According to a new documentary, Play School presenters were completely stoned on aired children's television broadcasts in the 1970s.

Veteran children's television presenter, Johnny Ball  has revealed in a BBC 4 documentary called Lights! Camera! Action! Tales of Television Centre, the extent to which drugs were prevalent in the making of shows.

Referring to a nativity scene in Play School, Ball reported fellow presenters Lionel Morton and Rick Jones as having smoked a huge joint before recording and described them as being altogether stoned.

73 year old Ball hastened to add that he himself did not indulge in the drug taking and found it intolerable to work with.

Even David Attenborough was rather unamused at the smell of pot in the corridors of the BBC albeit with reference to musicians from pop groups smoking the class B drug.

But smoking cannabis was not the only sign of a generation hell bent on drug experimentation in the BBC television centre, there was also free love.

_ROWS_
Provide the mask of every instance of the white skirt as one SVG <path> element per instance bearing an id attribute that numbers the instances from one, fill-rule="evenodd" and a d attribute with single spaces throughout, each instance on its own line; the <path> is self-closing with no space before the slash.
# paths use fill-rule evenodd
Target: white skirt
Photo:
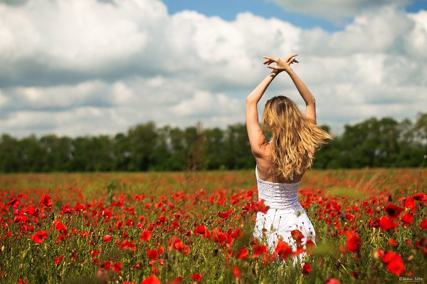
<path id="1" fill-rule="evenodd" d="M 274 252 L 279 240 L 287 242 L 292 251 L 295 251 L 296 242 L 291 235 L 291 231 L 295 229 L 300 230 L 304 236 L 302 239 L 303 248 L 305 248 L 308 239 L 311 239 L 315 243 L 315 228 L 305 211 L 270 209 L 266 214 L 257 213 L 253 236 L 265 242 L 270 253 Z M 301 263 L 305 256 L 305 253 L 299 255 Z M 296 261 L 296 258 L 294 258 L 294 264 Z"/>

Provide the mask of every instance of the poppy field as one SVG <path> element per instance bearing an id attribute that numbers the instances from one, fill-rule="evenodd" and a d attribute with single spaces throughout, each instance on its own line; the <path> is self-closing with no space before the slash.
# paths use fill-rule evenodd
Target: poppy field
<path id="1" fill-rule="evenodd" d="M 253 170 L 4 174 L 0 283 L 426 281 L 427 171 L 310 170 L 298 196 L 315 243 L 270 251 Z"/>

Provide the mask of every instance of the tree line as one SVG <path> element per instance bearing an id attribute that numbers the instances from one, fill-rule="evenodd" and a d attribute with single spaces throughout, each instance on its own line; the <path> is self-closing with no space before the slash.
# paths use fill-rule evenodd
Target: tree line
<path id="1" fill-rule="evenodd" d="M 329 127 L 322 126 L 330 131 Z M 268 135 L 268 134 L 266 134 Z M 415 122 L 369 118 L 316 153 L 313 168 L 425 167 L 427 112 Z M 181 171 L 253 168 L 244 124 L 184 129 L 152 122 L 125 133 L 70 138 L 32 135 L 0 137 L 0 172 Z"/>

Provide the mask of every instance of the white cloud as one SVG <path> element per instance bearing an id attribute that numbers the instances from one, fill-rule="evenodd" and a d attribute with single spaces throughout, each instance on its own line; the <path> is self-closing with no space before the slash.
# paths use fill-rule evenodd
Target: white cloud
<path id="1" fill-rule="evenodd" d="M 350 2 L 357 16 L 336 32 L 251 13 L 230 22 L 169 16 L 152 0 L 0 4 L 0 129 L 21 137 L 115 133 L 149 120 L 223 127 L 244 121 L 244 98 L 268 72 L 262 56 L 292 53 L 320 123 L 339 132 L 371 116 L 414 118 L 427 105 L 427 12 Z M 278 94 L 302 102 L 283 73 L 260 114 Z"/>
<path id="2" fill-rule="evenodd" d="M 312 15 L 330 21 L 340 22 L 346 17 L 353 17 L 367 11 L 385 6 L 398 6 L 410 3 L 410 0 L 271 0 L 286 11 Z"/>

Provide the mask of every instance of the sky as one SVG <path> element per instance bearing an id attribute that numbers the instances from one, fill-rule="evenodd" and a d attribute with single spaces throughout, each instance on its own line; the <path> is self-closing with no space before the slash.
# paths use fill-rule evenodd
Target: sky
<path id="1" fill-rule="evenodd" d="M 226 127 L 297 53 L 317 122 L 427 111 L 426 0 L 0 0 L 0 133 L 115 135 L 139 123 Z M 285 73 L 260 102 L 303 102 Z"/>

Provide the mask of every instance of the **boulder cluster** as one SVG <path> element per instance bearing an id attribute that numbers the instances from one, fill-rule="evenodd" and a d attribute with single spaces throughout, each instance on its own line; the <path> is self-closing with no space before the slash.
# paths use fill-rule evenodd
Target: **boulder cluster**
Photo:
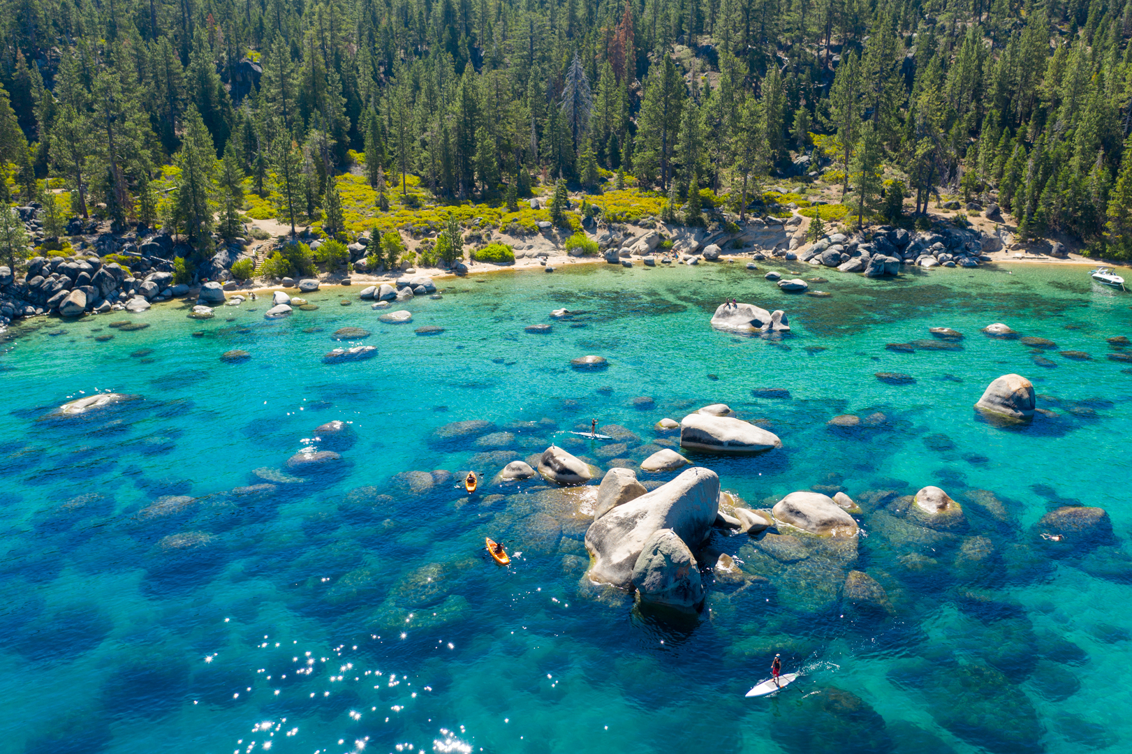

_TO BE DONE_
A – Reproduce the Play School article above word for word, from "According to a" up to and including "making of shows.".
B – Name every person mentioned by name in the Play School article.

_EXPECTED ANSWERS_
A –
According to a new documentary, Play School presenters were completely stoned on aired children's television broadcasts in the 1970s.

Veteran children's television presenter, Johnny Ball  has revealed in a BBC 4 documentary called Lights! Camera! Action! Tales of Television Centre, the extent to which drugs were prevalent in the making of shows.

B –
- Johnny Ball
- Lionel Morton
- Rick Jones
- David Attenborough